Design and construction
- Developer: Wuthelam Group Ltd and Daimaru Inc

Other information
- Number of stores: 53
- Number of anchors: 3

= Liang Court =

Defunct Singapore shopping mall

Liang Court (Simplified Chinese: 亮阁, Traditional Chinese: 亮閣, Pinyin: Liàng Gé) was a shopping mall located in the vicinity of Clarke Quay, on the Singapore River. It was part of a mixed-use complex that includes the hotel Novotel Clarke Quay (formerly Hotel New Otani) and Somerset Liang Court Residences (formerly Liang Court Regency).

==History==
Developed by the Wuthelam Group in collaboration with Daimaru Inc, Liang Court opened in January 1984 as the first major shopping mall along River Valley Road. At that time of opening, it had Japanese department store and supermarket chain Daimaru, lifestyle bookstore Kinokuniya, Chinese restaurant Tung Lok Signatures, karaoke chain Party World, consumer electronics chain SAFE Superstore and more than 60 specialty tenants mostly catering to Japanese expatriates. Above Liang Court were two 25-storey tower blocks occupied by Hotel New Otani Singapore and serviced apartment Liang Court Regency, which opened in November 1984. In 2000, Rainforest Cafe opened in the lower floors but was closed in 2002 due to rent in arrears.

In 2003, Daimaru closed down due to declining sales and restructuring. Its supermarket section was taken over by Meidi-Ya and department store section taken over by electronics chain Audio House and smaller shops. Hotel New Otani's management was taken over by Accor Hotels in December 2004, and was subsequently renamed Novotel Singapore Clarke Quay. The mall changed hands twice, having been sold to Pidemco Land in 1999 and subsequently sold to the Asia Retail Management Fund in 2006.

----

**EXERCISE GOAL:** Reproduce the Liang Court text exactly, from the words "In 2003, Daimaru" up to and including the words "Fund in 2006.".

**DATA SUPPLIED:**

----

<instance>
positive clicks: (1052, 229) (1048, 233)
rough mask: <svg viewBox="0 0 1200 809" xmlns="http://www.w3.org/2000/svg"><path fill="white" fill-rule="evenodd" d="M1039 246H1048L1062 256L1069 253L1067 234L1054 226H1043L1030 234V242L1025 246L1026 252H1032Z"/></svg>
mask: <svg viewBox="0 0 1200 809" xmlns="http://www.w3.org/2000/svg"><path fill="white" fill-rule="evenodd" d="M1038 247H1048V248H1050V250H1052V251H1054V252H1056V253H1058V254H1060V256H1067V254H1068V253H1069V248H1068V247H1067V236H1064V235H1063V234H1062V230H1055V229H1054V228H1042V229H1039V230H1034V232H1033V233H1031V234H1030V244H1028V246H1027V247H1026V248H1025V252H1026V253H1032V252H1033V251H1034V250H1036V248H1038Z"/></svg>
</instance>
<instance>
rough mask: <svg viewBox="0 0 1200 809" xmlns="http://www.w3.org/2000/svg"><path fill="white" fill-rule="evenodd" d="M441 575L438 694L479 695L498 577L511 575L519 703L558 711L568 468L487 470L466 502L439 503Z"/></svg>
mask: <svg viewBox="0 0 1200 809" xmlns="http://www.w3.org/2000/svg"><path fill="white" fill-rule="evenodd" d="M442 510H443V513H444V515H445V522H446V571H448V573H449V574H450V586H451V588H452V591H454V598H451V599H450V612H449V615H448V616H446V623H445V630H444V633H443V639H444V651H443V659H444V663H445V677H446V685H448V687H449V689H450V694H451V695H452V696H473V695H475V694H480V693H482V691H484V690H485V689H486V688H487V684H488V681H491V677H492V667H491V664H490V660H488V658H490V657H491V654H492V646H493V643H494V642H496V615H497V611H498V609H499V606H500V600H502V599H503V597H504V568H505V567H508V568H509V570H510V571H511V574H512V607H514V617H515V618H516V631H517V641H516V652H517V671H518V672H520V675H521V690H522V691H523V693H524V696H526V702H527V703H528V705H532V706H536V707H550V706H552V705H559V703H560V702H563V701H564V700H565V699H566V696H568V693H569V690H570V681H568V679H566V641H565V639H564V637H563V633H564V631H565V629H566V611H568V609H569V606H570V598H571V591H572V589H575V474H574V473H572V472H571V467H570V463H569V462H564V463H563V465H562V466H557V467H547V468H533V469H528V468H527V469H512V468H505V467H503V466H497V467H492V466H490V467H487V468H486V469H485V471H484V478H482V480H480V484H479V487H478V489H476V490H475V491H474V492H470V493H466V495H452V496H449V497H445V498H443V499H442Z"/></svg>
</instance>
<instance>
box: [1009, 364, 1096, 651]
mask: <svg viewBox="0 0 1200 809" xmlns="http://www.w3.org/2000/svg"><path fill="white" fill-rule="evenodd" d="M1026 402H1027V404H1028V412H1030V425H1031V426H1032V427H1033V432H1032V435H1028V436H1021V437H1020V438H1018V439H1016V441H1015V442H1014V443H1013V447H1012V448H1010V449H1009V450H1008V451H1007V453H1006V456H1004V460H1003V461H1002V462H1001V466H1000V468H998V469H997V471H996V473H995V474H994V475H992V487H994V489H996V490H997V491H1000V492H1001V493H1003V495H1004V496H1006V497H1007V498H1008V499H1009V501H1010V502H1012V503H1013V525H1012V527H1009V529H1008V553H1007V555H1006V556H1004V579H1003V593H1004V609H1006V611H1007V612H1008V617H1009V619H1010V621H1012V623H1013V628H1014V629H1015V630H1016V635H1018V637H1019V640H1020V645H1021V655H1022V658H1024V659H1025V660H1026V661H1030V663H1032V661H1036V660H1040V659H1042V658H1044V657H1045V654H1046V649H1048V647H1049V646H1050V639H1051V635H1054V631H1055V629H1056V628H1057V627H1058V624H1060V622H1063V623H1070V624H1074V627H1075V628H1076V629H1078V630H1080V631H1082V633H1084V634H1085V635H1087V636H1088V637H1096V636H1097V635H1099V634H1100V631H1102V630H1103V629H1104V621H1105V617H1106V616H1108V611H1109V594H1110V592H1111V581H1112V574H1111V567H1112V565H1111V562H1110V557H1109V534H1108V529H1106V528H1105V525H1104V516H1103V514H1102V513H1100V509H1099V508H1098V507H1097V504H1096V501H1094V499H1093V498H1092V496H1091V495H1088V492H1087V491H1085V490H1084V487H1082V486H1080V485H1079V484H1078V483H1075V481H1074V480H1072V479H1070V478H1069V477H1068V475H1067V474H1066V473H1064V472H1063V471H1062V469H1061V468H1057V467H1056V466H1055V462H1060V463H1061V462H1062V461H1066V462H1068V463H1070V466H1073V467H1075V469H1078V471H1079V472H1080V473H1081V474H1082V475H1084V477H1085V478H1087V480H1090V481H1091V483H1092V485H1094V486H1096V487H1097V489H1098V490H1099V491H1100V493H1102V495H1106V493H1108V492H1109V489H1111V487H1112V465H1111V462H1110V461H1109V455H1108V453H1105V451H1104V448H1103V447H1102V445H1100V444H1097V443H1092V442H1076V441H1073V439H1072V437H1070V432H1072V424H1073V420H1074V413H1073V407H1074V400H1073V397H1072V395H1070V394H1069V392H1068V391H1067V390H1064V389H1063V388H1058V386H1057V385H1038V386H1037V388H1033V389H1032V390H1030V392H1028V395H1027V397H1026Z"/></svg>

----

**SOLUTION TO THE PROBLEM:**
In 2003, Daimaru closed down due to declining sales and restructuring. Its supermarket section was taken over by Meidi-Ya and department store section taken over by electronics chain Audio House and smaller shops. Hotel New Otani's management was taken over by Accor Hotels in December 2004, and was subsequently renamed Novotel Singapore Clarke Quay. The mall changed hands twice, having been sold to Pidemco Land in 1999 and subsequently sold to the Asia Retail Management Fund in 2006.